# START OF Exercise materials

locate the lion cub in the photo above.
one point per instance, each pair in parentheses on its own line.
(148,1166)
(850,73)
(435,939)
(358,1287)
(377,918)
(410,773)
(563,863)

# END OF Exercise materials

Copy every line of the records above, requests included, and multiply each coordinate in the answers by 2.6, rounding to the nearest whole number with halves rounded up.

■ Task solution
locate the lion cub in the photo above.
one point per instance, each pair in parentheses on its own line.
(385,3032)
(2210,190)
(1131,2441)
(931,3346)
(980,2387)
(1066,2010)
(1464,2244)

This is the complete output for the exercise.